======== Source document ========

His technological vision included - back in 1999 - a recognition that XML and clinical standards were going to be important. "Version one was built around CDISC," Thangaraj says. "We said, 'It's going to happen.' We didn't know the timeline."
Before dirtying his hands with code, Thangaraj worked in imaging at Boston's Beth Israel Hospital, and his system has a component from that era of his life: the ability to integrate images from all the modern radiological modalities. In a demo, it was fascinating to see a case report form (CRF) come alive with a short neurological video documenting a patient's stroke. The software can export everything in a trial's clinical record - text, images, data - in one pass.
It was news to me, but many oncology trials are routinely using images. "A majority of oncology trials have an imaging component," says Thangaraj, explaining that different expert reviewers may be grading and sizing the patients' tumors over time. He notes some core labs do a nice business just combining the images with other patient data.
Thangaraj says he took pains, from the start, to protect the time of the database administrator (DBA). That meant allowing clinical managers to tweak their databases themselves. "We don't use programmers when we build trials," he says. "We've had no DBA required since version 1.1. You have to install Oracle. But once you've done that, it's hands off. A data manager can build a trial. Everything can be done in a point-and-click manner."
It's unusual to hear people readily explain what their products cannot do, but Thangaraj is as comfortable with that discussion as with discussing his product's strengths, such as easily taking diary data from handheld devices. His technology deploys quickly, starting a trial in a week or 10 days. The bottom line is that some customization is impossible. "If you wanted to show certain fields in certain pages based on answers in other pages, that's a feature we don't have right now," Thangaraj says.

======== Record set ========

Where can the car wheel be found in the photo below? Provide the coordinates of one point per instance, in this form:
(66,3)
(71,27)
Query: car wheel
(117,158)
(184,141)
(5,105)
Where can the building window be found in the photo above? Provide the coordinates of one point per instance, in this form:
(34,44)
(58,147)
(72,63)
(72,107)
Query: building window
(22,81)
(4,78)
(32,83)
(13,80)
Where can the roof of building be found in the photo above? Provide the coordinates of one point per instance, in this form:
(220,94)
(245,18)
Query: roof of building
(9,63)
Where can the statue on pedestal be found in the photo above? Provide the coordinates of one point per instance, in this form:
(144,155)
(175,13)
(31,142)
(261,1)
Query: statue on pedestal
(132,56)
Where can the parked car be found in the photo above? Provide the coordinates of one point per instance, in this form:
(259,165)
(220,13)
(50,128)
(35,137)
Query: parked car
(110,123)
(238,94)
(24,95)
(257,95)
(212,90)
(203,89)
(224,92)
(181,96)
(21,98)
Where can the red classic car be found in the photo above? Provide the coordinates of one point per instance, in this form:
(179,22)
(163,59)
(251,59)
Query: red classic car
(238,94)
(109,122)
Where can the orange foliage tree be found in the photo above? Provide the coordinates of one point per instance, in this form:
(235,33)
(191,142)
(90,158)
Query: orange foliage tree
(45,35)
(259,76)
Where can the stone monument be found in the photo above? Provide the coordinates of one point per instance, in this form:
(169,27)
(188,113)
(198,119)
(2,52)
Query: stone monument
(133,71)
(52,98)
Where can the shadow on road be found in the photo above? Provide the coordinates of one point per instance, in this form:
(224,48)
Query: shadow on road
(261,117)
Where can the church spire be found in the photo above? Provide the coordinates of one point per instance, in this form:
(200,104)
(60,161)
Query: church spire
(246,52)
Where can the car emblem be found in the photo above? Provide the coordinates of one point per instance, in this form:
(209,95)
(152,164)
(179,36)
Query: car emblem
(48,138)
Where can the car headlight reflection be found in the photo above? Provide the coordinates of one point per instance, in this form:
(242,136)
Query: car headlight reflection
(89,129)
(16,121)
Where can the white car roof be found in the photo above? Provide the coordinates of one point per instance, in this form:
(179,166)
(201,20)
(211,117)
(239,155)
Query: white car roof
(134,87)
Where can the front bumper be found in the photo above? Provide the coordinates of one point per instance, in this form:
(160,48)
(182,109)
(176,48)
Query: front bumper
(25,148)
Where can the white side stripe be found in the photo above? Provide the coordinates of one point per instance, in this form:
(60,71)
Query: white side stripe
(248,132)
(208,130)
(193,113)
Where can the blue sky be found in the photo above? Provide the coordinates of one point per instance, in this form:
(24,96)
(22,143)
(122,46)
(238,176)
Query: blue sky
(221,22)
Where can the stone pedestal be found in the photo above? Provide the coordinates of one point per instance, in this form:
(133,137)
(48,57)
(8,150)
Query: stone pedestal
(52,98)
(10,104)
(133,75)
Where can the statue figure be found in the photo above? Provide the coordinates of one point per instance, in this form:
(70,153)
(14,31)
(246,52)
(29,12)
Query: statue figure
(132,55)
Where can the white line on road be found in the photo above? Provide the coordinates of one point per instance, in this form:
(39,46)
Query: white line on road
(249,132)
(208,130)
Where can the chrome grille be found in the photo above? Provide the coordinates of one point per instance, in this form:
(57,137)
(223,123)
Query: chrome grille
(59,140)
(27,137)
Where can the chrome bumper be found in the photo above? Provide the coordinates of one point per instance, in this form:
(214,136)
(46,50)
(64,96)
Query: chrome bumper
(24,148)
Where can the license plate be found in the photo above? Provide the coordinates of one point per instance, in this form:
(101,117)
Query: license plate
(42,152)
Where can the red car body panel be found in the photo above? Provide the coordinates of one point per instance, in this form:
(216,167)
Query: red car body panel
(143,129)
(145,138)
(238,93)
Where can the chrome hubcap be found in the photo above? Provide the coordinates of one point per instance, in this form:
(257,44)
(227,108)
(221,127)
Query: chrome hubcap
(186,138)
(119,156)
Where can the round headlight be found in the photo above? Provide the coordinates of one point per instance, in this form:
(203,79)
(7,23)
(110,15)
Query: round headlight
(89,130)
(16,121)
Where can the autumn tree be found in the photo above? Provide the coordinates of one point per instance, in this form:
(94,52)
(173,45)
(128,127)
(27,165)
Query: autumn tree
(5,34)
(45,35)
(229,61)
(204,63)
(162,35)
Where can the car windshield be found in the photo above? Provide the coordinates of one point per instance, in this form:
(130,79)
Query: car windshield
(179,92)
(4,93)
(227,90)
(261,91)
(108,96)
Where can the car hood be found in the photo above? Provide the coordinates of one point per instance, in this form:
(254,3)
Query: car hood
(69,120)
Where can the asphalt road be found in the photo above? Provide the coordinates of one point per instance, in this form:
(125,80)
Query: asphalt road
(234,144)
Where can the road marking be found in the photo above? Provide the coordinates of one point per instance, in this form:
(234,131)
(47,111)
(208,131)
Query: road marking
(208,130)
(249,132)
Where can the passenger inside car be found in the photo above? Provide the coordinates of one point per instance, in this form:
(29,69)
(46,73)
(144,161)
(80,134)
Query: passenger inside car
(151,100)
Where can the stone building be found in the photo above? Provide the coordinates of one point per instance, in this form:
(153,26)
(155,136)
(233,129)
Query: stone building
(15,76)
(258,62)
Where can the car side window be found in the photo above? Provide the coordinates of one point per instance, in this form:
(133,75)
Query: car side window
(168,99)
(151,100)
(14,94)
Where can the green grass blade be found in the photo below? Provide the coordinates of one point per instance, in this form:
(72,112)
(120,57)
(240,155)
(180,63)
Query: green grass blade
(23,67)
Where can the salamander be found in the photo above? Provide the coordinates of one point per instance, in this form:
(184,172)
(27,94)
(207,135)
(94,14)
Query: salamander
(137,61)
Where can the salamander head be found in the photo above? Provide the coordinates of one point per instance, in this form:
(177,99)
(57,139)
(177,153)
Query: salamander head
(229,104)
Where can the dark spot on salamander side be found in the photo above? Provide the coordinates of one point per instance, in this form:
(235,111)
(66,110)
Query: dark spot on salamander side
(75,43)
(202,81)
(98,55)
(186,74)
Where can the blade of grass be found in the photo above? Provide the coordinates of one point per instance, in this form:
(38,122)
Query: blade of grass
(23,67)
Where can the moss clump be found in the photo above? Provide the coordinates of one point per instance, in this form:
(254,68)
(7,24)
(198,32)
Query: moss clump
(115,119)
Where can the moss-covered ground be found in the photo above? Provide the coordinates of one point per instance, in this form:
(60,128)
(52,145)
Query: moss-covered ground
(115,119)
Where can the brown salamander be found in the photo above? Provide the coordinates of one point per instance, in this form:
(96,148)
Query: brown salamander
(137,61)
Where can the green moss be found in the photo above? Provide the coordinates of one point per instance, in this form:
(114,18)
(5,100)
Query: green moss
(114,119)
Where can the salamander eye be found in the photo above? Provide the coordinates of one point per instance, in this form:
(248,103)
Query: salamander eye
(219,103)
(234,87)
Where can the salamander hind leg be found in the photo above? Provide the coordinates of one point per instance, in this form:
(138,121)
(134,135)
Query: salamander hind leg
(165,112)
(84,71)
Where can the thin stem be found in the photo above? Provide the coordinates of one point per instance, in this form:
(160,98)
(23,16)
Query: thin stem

========
======== Record set ========

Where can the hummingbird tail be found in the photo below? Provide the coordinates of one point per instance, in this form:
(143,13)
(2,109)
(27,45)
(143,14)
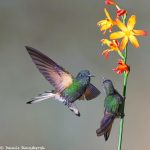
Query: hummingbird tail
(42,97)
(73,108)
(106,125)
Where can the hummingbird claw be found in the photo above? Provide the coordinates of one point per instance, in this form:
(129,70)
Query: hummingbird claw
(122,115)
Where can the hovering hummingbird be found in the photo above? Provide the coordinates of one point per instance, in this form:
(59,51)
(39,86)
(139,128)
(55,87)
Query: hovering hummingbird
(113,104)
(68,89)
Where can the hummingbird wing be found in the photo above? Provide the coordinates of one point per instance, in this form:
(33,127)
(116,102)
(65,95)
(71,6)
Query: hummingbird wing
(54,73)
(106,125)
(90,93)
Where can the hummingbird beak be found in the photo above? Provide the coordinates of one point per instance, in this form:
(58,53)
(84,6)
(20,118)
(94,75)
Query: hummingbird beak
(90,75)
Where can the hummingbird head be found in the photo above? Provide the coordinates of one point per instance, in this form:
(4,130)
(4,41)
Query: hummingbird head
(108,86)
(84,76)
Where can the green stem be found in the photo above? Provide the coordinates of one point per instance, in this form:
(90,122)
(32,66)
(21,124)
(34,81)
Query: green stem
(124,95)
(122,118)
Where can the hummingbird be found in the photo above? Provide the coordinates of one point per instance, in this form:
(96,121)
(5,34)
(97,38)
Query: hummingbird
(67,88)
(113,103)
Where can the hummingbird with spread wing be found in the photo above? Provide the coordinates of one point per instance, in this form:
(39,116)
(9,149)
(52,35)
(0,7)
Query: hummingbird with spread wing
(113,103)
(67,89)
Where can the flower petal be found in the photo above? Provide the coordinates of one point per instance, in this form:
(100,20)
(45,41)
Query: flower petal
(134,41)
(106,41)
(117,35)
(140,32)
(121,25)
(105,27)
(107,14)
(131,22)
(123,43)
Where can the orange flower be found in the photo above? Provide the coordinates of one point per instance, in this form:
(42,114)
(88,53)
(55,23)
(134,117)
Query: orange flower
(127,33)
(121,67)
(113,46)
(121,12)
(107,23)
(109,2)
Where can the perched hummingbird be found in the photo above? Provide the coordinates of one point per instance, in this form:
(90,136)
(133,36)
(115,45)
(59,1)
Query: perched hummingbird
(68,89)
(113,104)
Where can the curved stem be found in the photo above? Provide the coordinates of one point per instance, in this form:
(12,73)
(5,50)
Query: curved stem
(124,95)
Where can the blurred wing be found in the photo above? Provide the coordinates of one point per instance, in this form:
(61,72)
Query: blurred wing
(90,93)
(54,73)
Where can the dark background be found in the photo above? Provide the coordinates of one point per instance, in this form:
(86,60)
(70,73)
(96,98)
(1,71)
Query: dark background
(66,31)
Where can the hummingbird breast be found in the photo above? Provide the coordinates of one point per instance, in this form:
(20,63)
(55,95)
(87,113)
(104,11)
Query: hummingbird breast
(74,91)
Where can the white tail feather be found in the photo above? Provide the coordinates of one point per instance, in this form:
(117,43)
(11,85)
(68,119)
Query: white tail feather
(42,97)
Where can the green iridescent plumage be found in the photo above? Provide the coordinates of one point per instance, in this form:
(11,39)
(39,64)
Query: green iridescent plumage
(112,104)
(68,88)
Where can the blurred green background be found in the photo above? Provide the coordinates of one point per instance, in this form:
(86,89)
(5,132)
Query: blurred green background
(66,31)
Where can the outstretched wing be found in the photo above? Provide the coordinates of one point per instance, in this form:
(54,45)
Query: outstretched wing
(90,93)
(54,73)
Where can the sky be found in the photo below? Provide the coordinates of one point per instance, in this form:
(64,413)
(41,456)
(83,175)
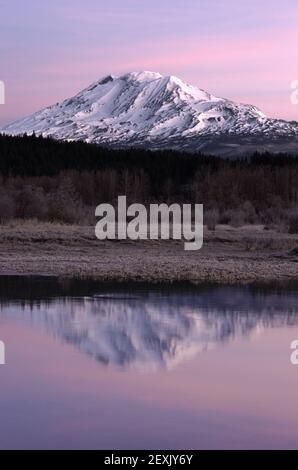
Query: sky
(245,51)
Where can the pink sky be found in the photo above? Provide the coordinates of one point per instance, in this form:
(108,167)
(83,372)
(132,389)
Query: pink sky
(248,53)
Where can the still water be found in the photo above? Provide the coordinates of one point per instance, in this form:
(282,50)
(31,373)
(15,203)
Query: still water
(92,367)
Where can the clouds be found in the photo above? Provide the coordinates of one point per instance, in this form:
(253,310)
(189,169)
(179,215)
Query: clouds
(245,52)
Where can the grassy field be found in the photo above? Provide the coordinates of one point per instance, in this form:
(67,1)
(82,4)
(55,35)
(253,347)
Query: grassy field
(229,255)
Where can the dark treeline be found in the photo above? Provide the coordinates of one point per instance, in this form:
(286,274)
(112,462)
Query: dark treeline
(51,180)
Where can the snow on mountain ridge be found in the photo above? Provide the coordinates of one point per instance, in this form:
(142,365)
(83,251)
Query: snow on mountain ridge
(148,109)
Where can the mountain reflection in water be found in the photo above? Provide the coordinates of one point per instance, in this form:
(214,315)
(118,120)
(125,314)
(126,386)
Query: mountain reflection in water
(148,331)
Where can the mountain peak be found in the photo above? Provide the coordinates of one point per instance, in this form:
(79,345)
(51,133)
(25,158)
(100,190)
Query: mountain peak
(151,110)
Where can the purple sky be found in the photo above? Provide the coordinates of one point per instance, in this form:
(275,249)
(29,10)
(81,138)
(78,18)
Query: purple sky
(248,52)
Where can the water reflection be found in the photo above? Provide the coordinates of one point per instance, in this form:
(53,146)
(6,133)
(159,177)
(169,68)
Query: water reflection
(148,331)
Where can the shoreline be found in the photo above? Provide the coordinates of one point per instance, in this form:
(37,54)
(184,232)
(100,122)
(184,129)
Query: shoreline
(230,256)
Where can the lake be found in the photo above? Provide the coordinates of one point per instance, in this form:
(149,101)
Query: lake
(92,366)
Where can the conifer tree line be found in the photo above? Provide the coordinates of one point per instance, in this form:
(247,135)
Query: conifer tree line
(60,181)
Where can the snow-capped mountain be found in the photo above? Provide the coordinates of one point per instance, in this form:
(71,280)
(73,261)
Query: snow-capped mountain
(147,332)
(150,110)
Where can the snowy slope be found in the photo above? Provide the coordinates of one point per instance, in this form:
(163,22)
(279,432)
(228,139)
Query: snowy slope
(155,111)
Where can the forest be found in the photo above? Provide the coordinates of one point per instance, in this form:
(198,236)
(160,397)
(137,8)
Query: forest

========

**Exercise tasks:**
1. Answer these questions from the article on Thangaraj's clinical trial software, one answer per line:
(a) At which hospital did Thangaraj work in imaging before he began writing code?
(b) How long does his technology take to start a trial?
(c) Since which version has no DBA been required?
2. Please extend the article on Thangaraj's clinical trial software, picking up after its final sentence.

**Numbered answers:**
1.
(a) Boston's Beth Israel Hospital
(b) A week or 10 days
(c) Version 1.1

2.
Even so, there is too much functionality to describe here. Acceliant offers a CDM system. As for its CTM, which is a bit more stripped down, it cannot yet handle investigator payments. Other capabilities include project management, reports, messaging, and calendaring. The system can remind a site that a patient is due to come in. There are even advanced plans to use SMS to send patients reminders in countries where SMS usage is common.
Thangaraj is hoping to license his tools to contract research organizations, noting one large CRO is already a customer. "The CROs are losing money to the EDC vendors," he says. "They are having to share the money. Our clients get to keep all the revenue on a per-trial basis." Licensing the Acceliant application costs $8,000 - $12,000 per user.
Thangaraj's only liability may be his damned, cursed youth. He's in his mid-30s. "In our industry, you need gray hair," he says with a laugh. "People say, 'What is this kid doing here?' Maybe I will get some white hair."
One housekeeping note: MegaSoft is in the process of a name change to Afferenz, a transition that should be complete soon.